Continue the passage on how Israel's radical Right gained strength after the Six-Day War, picking up right after its last sentence.
* BEGIN Excerpt to read *
For the first two decades of Israel’s existence, the radical Right was relegated to the political margin. But Israel’s success in the Six-Day War unleashed a mood of intoxication that invigorated the Right. From their point of view, the Six-Day War completed the process of national formation begun during the 1948 War of Independence. Far from being a war of self-defence, the 1967 campaign, as seen by the Right, liberated the national patrimony and secured the true historical boundaries of the Jewish state. At the same time, a messianic nationalist movement emerged out of the traditionally moderate Zionist Party. The conquest of Biblical Judaea and Samaria seemed to fulfil prophetic promises and to wed Biblical religion with modern Zionism. For the first time in the history of Zionism, religious elements set the nationalist agenda. Militants from the Gush Emunim (Bloc of the Faithful) settled in the newly-occupied territories and an ultra-nationalist alliance emerged between these religious messianists and the secular progeny of the Revisionists.

From the Right’s perspective, the 22 years since the Six-Day War have seen a constant struggle on the part of the rest of the world, often abetted by Israeli liberals, to deprive the Jews of rightful sovereignty over their whole land. They regard the withdrawal from Sinai and the failure of the Lebanese invasion as monumental setbacks in the drive for a Greater Israel. The current debate over the fate of the remaining territories occupied in 1967 is therefore, for the Right, less a debate about security than about the very essence of Israeli national identity. As with its earlier European analogues, especially in Germany, the rise of a politically potent radical Right in Israel is a product, on the one hand, of resentment at the perceived incompleteness of national unification and, on the other, of the fear that defeat is about to be snatched from the jaws of victory.

The period after the Six-Day War also produced an industrial revolution: Israel was turned from a partially developed country into one at the technological cutting-edge almost overnight. It was a process which left behind many of those who had come from under-developed Middle Eastern countries a decade or two before, and were now abruptly thrust into the world of the late 20th century. Socially and culturally dislocated, and treated with contempt by the reigning Labour Party, they gave their political support to the Right and, in the last election, to the ultra-Orthodox, who promised a return to their uprooted traditions. Thus integralist nationalism emerged as a mass movement not in the fragile early stages of state-building, but, ironically, at the height of Israel’s power.
* END Excerpt to read *
* BEGIN Supplied information *
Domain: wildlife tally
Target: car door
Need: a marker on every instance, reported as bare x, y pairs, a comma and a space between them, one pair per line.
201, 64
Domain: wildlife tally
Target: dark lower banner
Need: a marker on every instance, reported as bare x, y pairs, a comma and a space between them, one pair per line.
* END Supplied information *
• _Task result_:
The most extreme voice of this radical Right is that of Rabbi Meir Kahane, who immigrated to Israel from America in the early Seventies after a tumultuous career as an FBI informant and leader of the militant – and in some of its activities, terrorist – Jewish Defence League. A product of both the Revisionist movement and of religious Zionism, Kahane represents a one-man synthesis between the extreme nationalism of the secular Right and messianic Orthodoxy. It was a position he had already arrived at in the late Forties, thus prefiguring by nearly two decades the course that right-wing Jewish politics was to take after the Six-Day War.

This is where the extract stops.